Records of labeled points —
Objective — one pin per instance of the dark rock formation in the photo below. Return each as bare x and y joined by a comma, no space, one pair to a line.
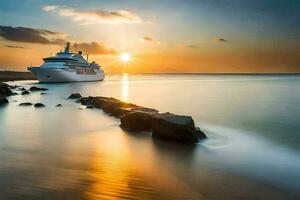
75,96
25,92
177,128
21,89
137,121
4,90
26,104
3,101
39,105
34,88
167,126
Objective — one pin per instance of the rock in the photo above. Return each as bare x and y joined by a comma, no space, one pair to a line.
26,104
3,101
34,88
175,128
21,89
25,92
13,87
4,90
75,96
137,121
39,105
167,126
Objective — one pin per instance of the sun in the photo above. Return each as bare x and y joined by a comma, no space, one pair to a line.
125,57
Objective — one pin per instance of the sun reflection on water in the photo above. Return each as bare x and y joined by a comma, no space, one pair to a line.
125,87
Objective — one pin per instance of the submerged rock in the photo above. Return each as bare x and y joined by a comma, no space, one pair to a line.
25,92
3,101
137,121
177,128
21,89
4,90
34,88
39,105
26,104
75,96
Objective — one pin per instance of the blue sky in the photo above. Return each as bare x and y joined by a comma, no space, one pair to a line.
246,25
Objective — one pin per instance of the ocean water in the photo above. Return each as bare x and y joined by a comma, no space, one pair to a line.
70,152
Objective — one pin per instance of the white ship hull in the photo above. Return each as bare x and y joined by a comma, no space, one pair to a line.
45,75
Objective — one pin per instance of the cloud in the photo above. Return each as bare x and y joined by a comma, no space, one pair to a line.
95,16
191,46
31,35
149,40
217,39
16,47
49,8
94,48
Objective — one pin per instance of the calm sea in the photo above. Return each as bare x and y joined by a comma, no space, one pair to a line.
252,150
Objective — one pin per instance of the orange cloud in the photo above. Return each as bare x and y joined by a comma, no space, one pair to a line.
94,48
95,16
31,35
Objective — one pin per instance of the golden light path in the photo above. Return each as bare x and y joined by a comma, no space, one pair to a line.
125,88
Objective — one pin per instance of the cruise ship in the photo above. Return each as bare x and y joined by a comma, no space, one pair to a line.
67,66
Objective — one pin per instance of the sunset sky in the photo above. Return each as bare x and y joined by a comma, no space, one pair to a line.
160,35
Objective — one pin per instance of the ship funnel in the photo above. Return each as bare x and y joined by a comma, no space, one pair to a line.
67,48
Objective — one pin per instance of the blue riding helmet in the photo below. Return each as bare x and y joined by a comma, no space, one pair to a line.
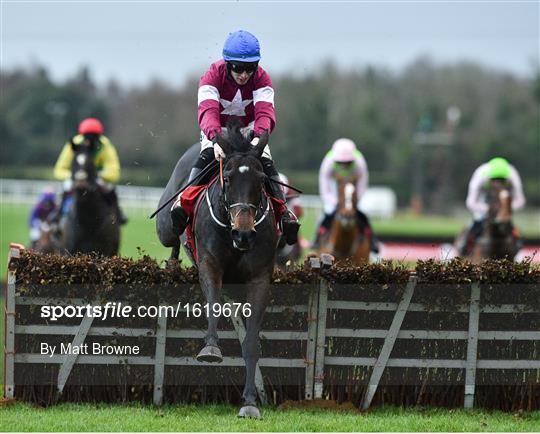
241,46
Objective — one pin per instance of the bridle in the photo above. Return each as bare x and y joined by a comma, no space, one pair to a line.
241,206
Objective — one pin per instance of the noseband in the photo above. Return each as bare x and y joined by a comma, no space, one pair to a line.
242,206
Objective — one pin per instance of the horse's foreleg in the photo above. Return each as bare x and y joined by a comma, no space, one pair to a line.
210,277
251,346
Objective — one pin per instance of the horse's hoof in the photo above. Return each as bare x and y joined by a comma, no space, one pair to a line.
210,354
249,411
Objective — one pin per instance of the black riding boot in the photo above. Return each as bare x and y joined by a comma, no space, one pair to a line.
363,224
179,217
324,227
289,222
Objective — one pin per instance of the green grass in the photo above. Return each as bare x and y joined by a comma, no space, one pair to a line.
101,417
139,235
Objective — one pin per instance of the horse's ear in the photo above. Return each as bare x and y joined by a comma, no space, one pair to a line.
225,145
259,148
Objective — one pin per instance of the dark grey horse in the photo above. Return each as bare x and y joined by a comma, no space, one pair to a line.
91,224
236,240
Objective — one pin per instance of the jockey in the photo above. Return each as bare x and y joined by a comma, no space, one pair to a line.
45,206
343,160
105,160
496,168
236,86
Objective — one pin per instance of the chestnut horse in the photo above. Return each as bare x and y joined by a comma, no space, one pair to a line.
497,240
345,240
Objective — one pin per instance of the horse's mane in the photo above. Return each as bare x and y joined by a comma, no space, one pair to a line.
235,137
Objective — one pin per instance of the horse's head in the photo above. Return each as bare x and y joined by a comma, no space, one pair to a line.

---

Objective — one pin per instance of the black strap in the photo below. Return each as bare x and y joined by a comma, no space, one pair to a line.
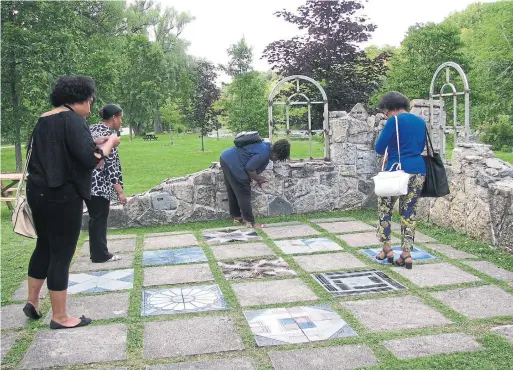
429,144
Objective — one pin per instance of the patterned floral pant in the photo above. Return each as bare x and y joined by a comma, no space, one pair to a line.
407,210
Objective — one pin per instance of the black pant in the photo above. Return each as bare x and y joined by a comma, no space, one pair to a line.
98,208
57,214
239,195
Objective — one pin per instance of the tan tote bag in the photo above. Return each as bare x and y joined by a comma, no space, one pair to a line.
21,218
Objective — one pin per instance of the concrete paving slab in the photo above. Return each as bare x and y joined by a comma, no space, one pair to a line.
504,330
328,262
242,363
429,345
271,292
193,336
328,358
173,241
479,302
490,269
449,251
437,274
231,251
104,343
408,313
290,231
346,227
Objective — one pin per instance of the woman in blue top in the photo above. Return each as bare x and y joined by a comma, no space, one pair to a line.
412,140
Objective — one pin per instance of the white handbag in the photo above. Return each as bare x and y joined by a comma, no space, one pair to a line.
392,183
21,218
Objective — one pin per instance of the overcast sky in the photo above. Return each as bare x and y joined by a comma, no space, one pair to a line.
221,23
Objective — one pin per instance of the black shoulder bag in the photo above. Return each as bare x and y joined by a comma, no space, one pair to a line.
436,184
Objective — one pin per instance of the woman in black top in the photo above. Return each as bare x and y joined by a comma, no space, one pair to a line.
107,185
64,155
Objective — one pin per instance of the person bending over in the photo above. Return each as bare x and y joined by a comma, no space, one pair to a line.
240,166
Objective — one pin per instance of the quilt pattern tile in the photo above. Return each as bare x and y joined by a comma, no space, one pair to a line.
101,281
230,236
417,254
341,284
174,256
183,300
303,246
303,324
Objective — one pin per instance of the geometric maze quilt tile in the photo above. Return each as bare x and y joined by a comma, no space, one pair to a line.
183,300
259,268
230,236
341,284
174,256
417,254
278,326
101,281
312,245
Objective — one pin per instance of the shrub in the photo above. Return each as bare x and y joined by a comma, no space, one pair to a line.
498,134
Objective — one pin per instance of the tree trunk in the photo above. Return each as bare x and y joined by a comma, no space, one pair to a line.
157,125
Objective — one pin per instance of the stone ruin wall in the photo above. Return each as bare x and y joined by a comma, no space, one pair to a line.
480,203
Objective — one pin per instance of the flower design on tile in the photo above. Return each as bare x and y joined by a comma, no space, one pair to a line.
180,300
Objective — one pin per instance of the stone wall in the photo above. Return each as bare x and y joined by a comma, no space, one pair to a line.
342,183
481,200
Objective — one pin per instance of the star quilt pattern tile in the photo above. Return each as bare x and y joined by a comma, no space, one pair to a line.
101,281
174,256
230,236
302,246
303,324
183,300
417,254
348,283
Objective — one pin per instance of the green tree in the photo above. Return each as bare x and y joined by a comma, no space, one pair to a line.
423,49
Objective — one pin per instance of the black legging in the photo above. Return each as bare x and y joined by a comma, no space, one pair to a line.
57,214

WHAT IS REQUIRED — In the lines above, how many contain the word "water"? Give only the number.

SOLUTION FOR THIS PROBLEM — 2